* _Given instruction 1_:
Can you reproduce verbatim the stretch of the commentary on Pando's election coverage from "Yet Yasha Levine’s" through "two Hindu candidates."?
* _Given instruction 2_:
How would you render this sentence from the commentary on Pando's election coverage in Spanish: "HAF was denied agency in Levine's reportage, and his polemic contentions go uncontested."
* _Given instruction 3_:
Does the commentary on Pando's election coverage support each statement below? Answer yes or no for each, quoting the words that decide it.
(a) HAF has eight full-time staff and a permanent office in Washington D.C.
(b) Levine contacted HAF staff before publishing his piece.
(c) The advertising flyer from Working for Us targeted Vanila Singh.

* _Excerpted passage_:
::::::::

Heralding a coming-of-age of sorts for a community, two Hindu Americans were embroiled in a bruising election battle in the Bay Area. Vying to represent a demographic within the greater San Francisco Bay Area that has a quarter of a million Indian Americans, Ro Khanna and Vanila Singh sought to unseat the long-time incumbent, Congressman Mike Honda, in what would be a unique American election story indeed.
Yet Yasha Levine’s coverage here at Pando sought to weave this candidacy of Khanna and Singh within a greater narrative of the recent elections in India. Noxious sympathies to mass murder, marauding Hindu mobs, and extremist Hindu nationalism in India were affixed upon local Hindu temple leaders in the Bay Area that support Khanna and Singh, and even conflated with the advocacy work of the Hindu American Foundation (HAF), the largest Hindu advocacy organization in the United States that has worked in varying capacities with all of the candidates. American electoral history was marred by the suspicion that then candidate John F. Kennedy faced in the early 1960’s — that a Catholic President would take orders from Vatican City, and Levine’s cynical coverage seemed to confer a similarly unique burden upon two Hindu candidates.
Even more, Levine’s piece came close on the heels of an advertising blitz by the labor-funded group Working for Us that targeted Khanna with a photo of him on a flyer decrying outsourcing. The ads are being seen as a racially coded dog-whistle to xenophobia and racism, and one may wonder as to the optics of a Pando piece targeting the only two candidates in a diverse race that happen to be Hindu and of Indian origin.
While Levine extensively interviewed and quotes leaders of an Indian Muslim group that actively worked to oppose the Hindus in the race, Levine made no attempt to contact staff or co-founders of the Foundation that he went on to malign. HAF was denied agency in Levine’s reportage, and his polemic contentions go uncontested. A dialogue with Levine was begun, yet he refused to add an addendum to his piece nor correct errors of fact. Herein is an initial effort to give voice to a perspective shunned:
Accusations Against the Hindu American Foundation
Levine:“HAF is a US lobby outfit created with the ostensible goal of fighting misconceptions and helping Americans understand Hinduism.”
HAF is a 501(c)3 advocacy organization and the only Hindu organization to be professionally staffed (8 full-time staff) with a permanent office in Washington D.C. Misrepresentation of the Foundation’s work as lobbying puts the the organization’s tax-exempt status in jeopardy and Levine should have known better.
For eleven years, the Foundation has published a guide on the basics of Hinduism and a media toolkit and advocated for such non-controversial resolutions as Hindu American Awareness & Appreciation Month or Congressional Diwali Resolutions. After the Foundation launched the highly successful campaign to educate Americans about the Hindu roots of yoga, the New York Times described HAF as the “the first major national advocacy group looking at Hindu identity.” Levine may term such tangible activities as “ostensible,” but HAF’s record does render such epithets a bit trite.
Levine: ““But the group [HAF] has a strong Hindu fundamentalist bent, and extensive ties to India’s Hindu supremacists.”
To buttress this sensational claim of fundamentalism, Levine links an article by the writer Zahir Janmohamed — who is a long-time critic of HAF, but whose piece is actually much more nuanced than Levine’s effort. And while Levine did not mention that Janmohamed specifically lauded HAF’s advocacy work and the need for HAF”s advocacy on behalf of two million Hindu Americans,he also failed to link or mention a piece that Suhag Shukla, Esq., HAF’s Co-Founder and full-time Philadelphia-based Executive Director and Legal Counsel, wrote in the same Indian news outlet rebutting the very accusations of extremism that Levine parrots.

::::::::

* _Material shown_:
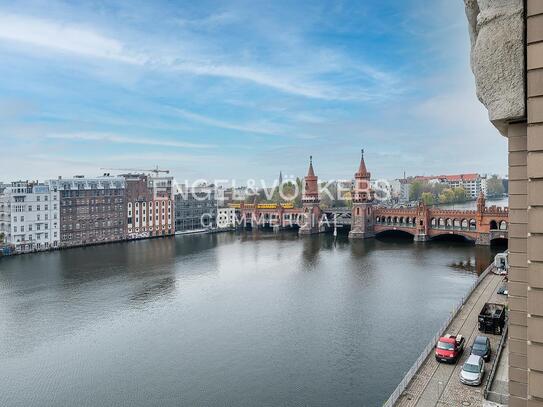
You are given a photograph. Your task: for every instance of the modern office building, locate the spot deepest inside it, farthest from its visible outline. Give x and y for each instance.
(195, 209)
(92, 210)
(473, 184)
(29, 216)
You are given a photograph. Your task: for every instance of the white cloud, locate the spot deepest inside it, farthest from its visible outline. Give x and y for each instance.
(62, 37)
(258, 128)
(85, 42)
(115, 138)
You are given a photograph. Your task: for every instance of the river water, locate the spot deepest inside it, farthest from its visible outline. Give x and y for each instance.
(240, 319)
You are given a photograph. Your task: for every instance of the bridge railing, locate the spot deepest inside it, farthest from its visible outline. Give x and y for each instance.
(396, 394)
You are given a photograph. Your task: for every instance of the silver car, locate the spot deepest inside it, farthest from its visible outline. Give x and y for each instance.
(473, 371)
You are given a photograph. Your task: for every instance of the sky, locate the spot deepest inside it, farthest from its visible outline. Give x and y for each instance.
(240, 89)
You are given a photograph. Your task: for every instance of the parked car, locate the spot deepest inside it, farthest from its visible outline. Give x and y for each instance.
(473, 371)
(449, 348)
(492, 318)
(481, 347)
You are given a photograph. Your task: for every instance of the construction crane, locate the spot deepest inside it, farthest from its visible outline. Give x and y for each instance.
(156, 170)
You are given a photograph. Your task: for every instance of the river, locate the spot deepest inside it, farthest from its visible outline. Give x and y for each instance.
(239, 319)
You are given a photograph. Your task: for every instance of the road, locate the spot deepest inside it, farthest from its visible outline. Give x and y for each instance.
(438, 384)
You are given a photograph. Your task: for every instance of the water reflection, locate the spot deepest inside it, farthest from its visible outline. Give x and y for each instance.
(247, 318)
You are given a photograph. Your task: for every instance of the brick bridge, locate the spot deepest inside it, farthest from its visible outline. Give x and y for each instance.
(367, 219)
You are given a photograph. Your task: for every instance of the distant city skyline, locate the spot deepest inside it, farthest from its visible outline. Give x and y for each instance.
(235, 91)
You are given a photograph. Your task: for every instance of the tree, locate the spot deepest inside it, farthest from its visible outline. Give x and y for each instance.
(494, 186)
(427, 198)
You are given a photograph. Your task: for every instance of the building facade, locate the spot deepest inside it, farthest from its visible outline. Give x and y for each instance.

::::::::

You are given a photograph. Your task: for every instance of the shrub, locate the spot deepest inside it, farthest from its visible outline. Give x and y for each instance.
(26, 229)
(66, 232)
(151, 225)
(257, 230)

::::::::

* _Written reply 1_:
Yet Yasha Levine’s coverage here at Pando sought to weave this candidacy of Khanna and Singh within a greater narrative of the recent elections in India. Noxious sympathies to mass murder, marauding Hindu mobs, and extremist Hindu nationalism in India were affixed upon local Hindu temple leaders in the Bay Area that support Khanna and Singh, and even conflated with the advocacy work of the Hindu American Foundation (HAF), the largest Hindu advocacy organization in the United States that has worked in varying capacities with all of the candidates. American electoral history was marred by the suspicion that then candidate John F. Kennedy faced in the early 1960’s — that a Catholic President would take orders from Vatican City, and Levine’s cynical coverage seemed to confer a similarly unique burden upon two Hindu candidates.

* _Written reply 2_:
A la HAF se le negó toda capacidad de respuesta en el reportaje de Levine, y sus afirmaciones polémicas quedan sin refutar.

* _Written reply 3_:
(a) Yes: "professionally staffed (8 full-time staff) with a permanent office in Washington D.C."
(b) No: "Levine made no attempt to contact staff or co-founders of the Foundation that he went on to malign."
(c) No: "targeted Khanna with a photo of him on a flyer decrying outsourcing."